[Extracted records]
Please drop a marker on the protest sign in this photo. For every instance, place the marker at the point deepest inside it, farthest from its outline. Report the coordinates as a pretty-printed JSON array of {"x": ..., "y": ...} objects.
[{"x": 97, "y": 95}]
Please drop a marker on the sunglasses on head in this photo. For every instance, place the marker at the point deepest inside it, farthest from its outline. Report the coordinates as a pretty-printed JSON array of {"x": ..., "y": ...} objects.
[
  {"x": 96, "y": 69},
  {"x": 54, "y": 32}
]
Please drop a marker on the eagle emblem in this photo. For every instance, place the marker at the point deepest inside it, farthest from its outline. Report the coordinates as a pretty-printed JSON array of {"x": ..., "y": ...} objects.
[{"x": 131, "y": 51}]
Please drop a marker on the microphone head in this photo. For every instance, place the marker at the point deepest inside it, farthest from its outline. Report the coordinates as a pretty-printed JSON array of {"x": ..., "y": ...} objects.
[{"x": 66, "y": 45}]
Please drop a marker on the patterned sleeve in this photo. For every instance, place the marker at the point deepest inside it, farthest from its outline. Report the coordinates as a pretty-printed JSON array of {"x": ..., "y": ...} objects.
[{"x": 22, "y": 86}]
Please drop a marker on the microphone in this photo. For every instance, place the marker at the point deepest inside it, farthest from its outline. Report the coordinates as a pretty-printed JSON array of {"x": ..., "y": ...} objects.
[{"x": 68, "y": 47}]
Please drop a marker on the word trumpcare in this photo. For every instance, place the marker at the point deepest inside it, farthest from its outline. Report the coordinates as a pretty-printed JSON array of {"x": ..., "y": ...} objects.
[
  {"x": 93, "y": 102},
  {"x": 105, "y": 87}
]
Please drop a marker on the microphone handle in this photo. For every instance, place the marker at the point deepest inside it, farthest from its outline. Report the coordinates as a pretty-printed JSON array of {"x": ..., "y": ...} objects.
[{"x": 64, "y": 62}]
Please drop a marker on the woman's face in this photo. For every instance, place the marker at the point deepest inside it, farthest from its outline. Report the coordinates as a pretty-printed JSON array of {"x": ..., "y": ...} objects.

● **Exercise requirements**
Repeat all of the entries exactly.

● **Response to this task**
Please drop a marker on the protest sign in this photo. For every instance, place the marker at the point deepest inside it, farthest from its outline. Report the coordinates as a pretty-printed JSON array of {"x": ..., "y": ...} objects.
[{"x": 97, "y": 95}]
Please drop a marker on the sunglasses on head in this photo. For every instance, place the marker at the point deepest inside it, farthest from its outline. Report the coordinates as a pretty-printed JSON array of {"x": ..., "y": ...} objects.
[
  {"x": 96, "y": 69},
  {"x": 54, "y": 32}
]
Please drop a marker on the eagle emblem in this photo. For every instance, place the marker at the point deepest inside it, farthest from its outline. Report the coordinates as a pretty-printed JSON array of {"x": ..., "y": ...} objects.
[{"x": 131, "y": 51}]
Please drop a marker on the microphone head in this photo. For every instance, place the marker at the point deepest inside it, farthest from its outline. Report the coordinates as a pretty-printed JSON array of {"x": ..., "y": ...} objects.
[{"x": 66, "y": 45}]
Please drop a marker on the patterned sleeve in this photo. For every instance, place the marker at the point deepest inside it, farthest from its outline. Report the coordinates as a pretty-printed JSON array of {"x": ..., "y": ...} objects.
[{"x": 22, "y": 86}]
Please drop a marker on the microphone in this photo. For every instance, place the marker at the point deepest inside it, farthest from its outline. Report the coordinates as a pretty-printed JSON array of {"x": ..., "y": ...} objects.
[{"x": 68, "y": 47}]
Please drop a marker on the word trumpcare in this photo. For every instance, place the marker at the point deepest inside it, farthest from its outline. Report the coordinates as a pretty-printed JSON array of {"x": ..., "y": ...} objects.
[
  {"x": 93, "y": 102},
  {"x": 105, "y": 87}
]
Please drop a marker on the microphone handle in this photo. For every instance, place the marker at the point deepest inside it, farthest from its outline. Report the coordinates as a pretty-printed JSON array of {"x": ..., "y": ...} objects.
[{"x": 64, "y": 62}]
Please drop a marker on the woman's face in this photo. For every instance, place the marker at the point deepest inside it, farthest from its outline. Report the coordinates as a pretty-printed JSON array of {"x": ..., "y": ...} objects.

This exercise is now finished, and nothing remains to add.